> [WRITTEN EXERCISE]
Count the lines in the items below that contain the string "fence", treating uppercase and lowercase as different. Reply with the number alone.

> [PROVIDED ENTRIES]
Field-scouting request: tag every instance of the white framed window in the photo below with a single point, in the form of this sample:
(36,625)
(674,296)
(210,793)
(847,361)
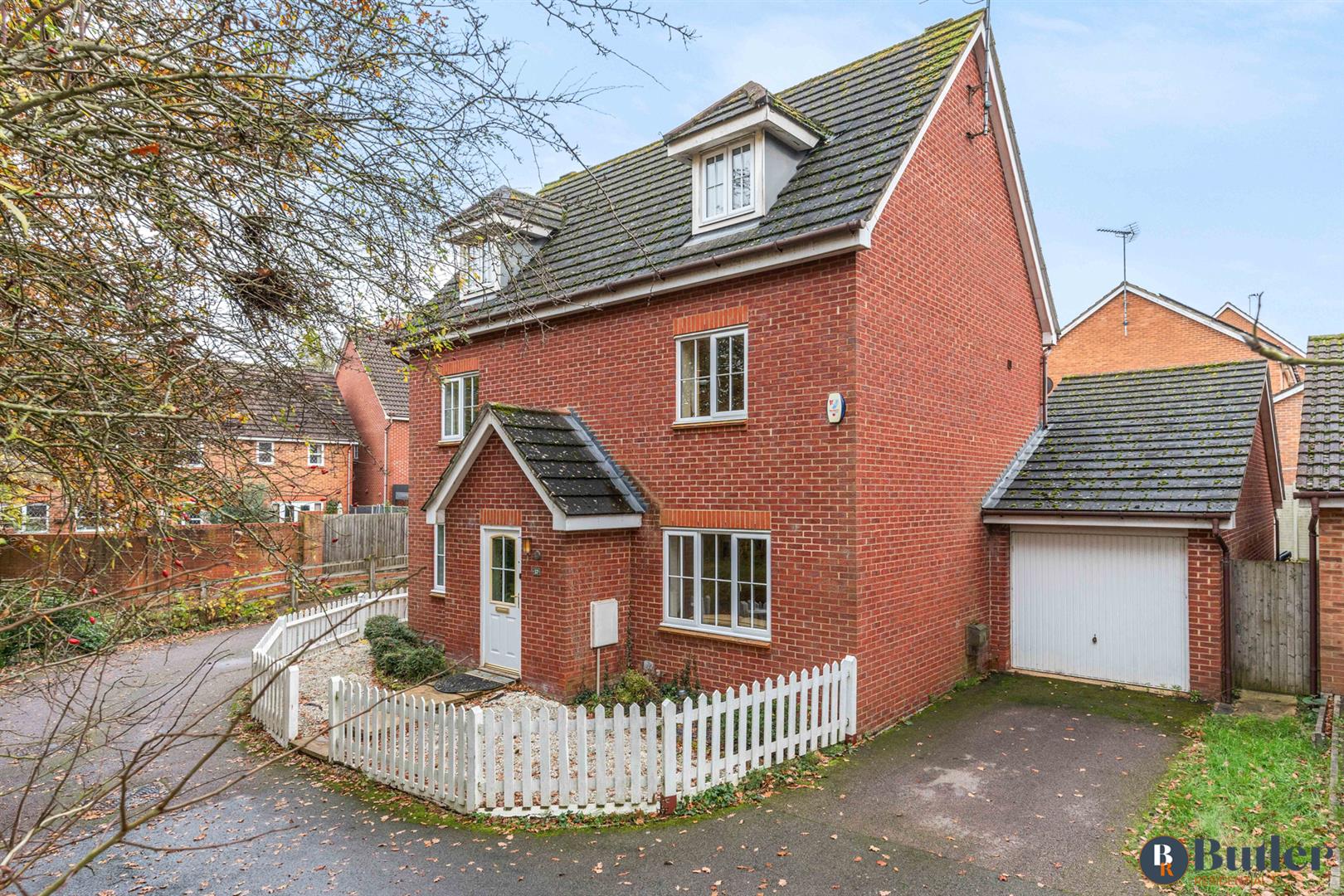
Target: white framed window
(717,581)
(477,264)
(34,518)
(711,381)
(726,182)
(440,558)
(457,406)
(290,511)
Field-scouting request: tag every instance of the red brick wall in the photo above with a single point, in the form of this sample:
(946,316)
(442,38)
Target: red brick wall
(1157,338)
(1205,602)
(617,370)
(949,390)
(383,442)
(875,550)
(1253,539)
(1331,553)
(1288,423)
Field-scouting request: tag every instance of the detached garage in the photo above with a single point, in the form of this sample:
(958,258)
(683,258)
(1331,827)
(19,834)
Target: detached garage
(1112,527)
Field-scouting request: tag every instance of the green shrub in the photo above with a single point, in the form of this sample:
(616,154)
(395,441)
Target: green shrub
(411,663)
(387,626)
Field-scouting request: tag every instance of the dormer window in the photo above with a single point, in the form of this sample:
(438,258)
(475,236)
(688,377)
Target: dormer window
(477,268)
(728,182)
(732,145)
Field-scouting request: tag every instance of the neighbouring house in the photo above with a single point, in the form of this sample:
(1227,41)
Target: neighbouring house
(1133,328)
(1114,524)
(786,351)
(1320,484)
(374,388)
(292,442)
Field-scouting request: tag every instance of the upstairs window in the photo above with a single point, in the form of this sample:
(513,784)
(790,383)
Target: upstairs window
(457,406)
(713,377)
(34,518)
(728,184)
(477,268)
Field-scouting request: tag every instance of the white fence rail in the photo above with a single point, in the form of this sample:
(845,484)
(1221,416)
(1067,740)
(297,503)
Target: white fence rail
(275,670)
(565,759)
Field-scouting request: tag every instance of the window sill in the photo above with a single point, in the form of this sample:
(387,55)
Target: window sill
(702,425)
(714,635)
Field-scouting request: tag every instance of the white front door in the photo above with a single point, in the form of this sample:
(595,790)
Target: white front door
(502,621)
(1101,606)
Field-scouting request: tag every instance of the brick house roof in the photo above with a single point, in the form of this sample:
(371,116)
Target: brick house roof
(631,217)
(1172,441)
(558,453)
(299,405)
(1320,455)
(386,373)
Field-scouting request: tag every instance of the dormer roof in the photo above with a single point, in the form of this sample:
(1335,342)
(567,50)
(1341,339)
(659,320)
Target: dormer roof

...

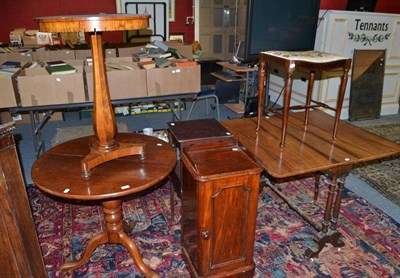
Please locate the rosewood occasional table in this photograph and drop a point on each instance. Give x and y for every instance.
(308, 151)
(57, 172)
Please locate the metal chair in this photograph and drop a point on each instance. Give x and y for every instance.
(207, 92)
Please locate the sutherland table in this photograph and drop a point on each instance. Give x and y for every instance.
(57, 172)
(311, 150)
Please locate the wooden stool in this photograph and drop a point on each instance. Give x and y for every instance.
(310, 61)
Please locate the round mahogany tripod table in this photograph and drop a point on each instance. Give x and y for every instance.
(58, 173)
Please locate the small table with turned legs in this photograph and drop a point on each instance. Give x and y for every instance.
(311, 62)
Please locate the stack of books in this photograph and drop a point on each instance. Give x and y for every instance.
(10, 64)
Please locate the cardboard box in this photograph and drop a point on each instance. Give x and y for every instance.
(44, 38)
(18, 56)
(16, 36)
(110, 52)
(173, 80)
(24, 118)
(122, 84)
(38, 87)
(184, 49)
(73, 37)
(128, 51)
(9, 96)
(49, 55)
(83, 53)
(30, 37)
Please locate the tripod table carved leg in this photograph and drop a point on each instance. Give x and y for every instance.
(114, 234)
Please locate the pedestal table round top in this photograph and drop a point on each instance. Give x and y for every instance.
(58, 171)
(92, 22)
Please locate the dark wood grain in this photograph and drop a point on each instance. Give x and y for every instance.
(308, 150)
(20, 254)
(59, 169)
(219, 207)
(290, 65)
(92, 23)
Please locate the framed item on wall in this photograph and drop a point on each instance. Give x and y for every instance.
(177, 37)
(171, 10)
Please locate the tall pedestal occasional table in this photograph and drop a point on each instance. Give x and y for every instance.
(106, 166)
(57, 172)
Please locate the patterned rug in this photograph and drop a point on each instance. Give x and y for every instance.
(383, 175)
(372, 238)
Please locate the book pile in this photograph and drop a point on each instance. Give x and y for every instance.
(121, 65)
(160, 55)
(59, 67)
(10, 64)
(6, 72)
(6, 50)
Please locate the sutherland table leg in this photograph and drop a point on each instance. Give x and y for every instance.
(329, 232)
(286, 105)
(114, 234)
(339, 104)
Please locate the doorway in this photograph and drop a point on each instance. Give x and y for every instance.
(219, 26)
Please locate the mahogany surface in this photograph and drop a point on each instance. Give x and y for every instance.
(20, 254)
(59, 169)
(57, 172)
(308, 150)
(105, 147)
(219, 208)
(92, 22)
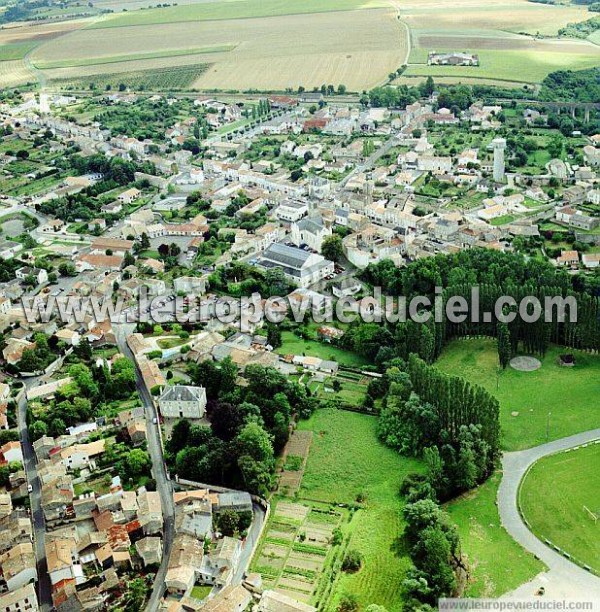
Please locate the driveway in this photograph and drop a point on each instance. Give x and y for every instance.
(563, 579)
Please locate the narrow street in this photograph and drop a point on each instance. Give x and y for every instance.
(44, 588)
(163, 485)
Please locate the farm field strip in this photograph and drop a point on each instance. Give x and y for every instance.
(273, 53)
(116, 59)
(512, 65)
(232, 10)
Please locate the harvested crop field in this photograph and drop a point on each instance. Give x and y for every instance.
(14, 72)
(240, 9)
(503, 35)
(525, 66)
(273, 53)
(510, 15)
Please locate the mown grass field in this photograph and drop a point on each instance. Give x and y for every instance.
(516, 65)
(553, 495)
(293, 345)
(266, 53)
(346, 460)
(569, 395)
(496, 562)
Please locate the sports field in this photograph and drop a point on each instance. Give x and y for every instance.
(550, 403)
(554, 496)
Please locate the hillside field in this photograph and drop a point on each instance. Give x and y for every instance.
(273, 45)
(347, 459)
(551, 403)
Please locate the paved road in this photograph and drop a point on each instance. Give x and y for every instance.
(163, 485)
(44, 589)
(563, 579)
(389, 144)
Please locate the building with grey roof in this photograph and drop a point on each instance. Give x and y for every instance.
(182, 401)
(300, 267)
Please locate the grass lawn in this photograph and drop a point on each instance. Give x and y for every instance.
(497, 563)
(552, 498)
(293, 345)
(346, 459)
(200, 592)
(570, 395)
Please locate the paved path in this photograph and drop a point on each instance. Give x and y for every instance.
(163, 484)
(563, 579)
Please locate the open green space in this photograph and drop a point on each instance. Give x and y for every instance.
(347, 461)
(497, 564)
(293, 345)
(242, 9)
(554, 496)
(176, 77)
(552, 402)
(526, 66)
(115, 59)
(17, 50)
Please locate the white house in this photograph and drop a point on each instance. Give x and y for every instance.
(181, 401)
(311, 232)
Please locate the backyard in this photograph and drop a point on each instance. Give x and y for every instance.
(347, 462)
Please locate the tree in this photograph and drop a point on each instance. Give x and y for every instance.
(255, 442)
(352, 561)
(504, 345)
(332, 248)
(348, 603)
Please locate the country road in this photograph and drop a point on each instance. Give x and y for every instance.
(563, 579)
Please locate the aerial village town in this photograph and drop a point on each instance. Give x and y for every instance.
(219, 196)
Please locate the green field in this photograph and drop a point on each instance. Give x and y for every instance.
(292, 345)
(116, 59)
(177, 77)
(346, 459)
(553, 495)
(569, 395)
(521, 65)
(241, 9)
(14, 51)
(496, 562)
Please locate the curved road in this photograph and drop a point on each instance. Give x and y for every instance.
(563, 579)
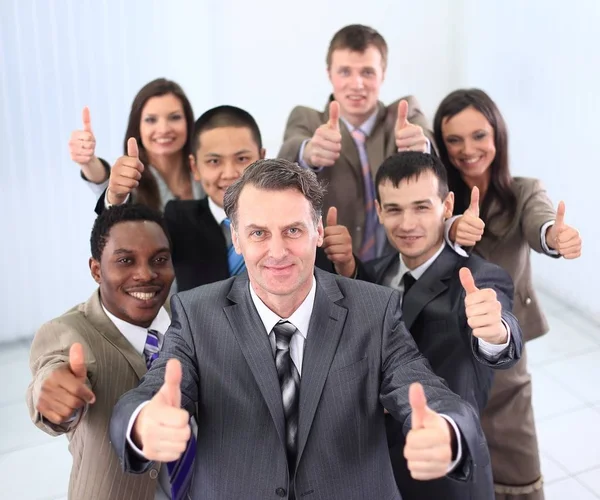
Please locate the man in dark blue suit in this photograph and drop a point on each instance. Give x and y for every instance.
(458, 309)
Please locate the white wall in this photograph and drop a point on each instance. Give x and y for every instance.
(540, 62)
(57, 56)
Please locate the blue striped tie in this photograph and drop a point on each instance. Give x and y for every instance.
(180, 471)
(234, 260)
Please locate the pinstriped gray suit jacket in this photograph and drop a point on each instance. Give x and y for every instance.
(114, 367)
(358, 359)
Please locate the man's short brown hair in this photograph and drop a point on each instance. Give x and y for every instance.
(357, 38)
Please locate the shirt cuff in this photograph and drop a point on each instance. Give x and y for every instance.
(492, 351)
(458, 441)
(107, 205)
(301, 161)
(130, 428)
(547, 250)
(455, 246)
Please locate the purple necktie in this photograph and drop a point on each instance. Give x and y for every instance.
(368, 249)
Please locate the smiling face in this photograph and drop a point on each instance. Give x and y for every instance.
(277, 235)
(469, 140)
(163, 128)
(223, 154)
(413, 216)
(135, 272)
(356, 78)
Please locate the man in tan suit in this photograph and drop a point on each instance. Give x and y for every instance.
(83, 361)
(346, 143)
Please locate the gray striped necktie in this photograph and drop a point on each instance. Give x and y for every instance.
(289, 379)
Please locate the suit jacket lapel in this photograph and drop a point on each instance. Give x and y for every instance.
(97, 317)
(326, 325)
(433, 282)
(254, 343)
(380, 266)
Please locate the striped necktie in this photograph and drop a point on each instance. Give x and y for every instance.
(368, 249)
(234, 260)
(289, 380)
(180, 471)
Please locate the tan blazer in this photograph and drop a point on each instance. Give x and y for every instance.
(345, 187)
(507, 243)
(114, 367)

> [TASK RESPONSE]
2